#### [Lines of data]
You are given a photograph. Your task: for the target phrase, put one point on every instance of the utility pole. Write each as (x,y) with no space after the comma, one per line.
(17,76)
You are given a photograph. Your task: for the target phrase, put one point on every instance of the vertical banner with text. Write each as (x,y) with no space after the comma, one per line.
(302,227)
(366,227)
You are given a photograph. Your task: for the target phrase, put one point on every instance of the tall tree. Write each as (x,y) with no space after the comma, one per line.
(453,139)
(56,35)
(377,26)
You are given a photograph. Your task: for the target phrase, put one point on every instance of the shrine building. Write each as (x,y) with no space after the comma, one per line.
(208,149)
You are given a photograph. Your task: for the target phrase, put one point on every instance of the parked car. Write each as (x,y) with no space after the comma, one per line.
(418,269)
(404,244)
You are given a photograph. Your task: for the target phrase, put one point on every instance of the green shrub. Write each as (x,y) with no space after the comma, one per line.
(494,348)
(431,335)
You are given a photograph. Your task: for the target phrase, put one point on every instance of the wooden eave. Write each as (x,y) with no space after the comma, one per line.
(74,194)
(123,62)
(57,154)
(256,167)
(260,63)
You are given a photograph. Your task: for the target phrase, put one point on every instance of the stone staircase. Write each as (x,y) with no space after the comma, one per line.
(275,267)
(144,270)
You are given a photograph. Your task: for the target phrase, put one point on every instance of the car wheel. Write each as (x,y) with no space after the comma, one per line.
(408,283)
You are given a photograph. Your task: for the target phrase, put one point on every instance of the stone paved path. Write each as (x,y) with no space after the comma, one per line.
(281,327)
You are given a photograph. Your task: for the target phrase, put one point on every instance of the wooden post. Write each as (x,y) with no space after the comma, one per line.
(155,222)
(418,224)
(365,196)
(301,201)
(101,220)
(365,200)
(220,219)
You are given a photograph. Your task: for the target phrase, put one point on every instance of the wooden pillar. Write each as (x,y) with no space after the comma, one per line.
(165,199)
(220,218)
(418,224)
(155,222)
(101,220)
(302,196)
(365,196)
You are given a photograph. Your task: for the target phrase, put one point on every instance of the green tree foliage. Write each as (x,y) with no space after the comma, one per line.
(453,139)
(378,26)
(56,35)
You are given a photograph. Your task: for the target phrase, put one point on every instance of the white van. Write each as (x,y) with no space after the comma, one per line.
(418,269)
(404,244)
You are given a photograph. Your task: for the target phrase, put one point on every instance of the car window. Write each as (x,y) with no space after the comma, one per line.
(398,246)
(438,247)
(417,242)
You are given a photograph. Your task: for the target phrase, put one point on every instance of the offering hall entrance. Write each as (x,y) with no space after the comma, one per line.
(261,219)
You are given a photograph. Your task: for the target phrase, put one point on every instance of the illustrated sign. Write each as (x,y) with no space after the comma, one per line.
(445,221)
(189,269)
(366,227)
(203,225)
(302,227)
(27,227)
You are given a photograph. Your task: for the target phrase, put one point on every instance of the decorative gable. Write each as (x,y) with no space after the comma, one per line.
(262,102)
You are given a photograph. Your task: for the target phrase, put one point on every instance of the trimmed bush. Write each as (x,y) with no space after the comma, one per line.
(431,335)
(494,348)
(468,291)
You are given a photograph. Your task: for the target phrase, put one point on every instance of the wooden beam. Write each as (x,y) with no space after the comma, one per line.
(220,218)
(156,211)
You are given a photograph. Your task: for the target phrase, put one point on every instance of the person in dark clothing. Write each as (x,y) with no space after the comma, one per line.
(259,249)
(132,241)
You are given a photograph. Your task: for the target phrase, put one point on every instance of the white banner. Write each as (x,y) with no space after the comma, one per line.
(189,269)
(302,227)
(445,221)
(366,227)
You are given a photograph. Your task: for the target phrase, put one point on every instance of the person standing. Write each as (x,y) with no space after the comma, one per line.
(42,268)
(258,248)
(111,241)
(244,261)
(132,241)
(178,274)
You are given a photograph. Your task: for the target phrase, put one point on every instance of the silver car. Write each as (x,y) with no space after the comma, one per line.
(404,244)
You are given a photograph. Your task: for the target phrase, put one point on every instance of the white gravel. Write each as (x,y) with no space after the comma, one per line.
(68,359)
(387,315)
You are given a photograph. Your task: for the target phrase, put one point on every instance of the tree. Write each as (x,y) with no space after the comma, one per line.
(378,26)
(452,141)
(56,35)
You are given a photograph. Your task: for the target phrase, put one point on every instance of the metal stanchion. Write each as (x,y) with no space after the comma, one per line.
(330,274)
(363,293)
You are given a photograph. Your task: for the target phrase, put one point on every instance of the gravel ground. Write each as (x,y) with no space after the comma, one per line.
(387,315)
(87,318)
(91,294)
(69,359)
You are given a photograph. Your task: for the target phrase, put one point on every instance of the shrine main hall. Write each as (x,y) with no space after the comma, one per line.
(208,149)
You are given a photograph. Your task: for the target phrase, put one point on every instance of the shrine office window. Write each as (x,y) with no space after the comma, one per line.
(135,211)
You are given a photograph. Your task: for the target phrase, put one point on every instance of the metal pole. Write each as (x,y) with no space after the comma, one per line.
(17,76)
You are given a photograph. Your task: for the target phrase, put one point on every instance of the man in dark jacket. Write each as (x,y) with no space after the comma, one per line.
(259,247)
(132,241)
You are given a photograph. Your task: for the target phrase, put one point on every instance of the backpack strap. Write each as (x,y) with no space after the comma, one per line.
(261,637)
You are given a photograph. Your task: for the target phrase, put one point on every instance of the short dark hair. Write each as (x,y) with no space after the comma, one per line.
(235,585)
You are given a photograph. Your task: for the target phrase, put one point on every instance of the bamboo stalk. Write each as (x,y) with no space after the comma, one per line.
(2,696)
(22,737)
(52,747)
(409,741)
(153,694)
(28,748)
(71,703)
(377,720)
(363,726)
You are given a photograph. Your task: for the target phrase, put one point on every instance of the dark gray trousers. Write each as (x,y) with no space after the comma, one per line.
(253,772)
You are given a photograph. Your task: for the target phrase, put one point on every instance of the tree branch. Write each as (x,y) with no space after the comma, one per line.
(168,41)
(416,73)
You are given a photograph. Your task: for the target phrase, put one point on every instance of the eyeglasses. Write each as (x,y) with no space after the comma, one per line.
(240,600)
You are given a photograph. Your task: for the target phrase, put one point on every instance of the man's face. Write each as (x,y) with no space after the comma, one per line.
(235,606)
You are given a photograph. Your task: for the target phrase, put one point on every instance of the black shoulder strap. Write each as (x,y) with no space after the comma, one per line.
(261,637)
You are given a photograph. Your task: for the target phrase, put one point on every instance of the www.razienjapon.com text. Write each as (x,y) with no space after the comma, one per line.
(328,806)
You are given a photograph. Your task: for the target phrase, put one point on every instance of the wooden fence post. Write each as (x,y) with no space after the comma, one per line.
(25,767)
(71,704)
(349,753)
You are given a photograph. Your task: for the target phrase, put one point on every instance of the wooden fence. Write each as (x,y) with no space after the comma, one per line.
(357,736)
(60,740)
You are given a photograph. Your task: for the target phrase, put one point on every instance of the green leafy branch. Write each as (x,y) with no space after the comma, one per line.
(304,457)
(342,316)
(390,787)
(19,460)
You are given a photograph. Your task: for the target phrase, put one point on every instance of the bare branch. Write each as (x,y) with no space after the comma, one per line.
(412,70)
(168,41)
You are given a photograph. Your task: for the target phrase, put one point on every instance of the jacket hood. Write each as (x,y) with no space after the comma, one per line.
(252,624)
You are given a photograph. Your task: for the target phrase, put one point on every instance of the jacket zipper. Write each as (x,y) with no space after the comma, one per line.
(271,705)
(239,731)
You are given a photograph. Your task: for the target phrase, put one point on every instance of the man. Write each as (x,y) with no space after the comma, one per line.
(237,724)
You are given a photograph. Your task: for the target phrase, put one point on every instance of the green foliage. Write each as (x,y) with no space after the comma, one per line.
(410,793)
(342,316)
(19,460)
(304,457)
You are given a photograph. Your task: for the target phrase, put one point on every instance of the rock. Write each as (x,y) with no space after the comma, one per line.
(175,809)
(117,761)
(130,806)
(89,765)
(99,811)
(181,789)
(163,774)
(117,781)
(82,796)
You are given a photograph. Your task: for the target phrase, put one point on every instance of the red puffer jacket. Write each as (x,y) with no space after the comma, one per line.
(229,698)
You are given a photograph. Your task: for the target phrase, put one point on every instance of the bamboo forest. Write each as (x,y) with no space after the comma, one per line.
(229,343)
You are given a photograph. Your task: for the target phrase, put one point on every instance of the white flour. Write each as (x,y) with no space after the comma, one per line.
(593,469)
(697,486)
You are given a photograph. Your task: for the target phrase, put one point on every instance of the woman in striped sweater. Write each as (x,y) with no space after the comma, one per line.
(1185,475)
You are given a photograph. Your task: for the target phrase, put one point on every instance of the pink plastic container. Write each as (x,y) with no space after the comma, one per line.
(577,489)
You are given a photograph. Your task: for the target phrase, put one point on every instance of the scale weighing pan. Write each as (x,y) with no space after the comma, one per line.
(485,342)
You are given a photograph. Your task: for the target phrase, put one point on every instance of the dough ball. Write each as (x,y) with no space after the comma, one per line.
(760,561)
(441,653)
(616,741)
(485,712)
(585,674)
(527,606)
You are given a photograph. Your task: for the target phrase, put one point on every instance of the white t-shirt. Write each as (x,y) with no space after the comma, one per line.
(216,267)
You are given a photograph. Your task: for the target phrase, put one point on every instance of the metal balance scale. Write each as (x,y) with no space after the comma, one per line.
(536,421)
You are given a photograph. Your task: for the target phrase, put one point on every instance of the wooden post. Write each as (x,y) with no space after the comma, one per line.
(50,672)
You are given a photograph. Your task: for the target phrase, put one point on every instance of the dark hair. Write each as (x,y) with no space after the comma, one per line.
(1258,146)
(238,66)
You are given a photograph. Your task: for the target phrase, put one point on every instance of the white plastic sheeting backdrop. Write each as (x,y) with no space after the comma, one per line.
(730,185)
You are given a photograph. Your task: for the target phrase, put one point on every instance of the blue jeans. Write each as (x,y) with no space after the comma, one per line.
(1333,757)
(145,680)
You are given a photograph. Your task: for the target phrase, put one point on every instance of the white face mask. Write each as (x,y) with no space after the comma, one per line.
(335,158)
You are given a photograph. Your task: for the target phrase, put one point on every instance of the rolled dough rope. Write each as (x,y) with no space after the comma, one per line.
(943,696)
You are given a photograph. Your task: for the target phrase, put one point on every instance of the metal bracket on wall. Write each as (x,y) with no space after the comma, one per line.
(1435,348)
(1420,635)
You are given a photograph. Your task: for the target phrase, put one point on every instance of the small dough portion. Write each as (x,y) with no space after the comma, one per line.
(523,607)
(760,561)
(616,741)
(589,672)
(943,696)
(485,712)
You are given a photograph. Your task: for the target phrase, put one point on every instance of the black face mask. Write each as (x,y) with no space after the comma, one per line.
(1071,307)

#### [Task objective]
Give again only the lines starting at the one that contains "of the rolled" and running to the end of the data.

#### [Answer in full]
You are given a photograph. Your task: for the target phrase, put one point on every instance of the rolled dough rope. Write each as (x,y) with no space after the comma, one per line.
(943,696)
You are given a photograph. Your task: for the target phrase, put one point on every instance of the metal bracket on wall. Write each as (x,y) with no space after the comma, one per line.
(1435,348)
(1420,635)
You are given a photograph. Your task: for the target phrase, put one point on every instance of the small dough portion. Write each as (x,y) with no space after the comma, one per line.
(523,607)
(760,561)
(616,741)
(589,672)
(943,696)
(485,712)
You are given a photograph. Your task: for the target phrase, put one point on every instance of the black face mask. Write each as (x,y) with no space after the comma, one per line.
(1071,307)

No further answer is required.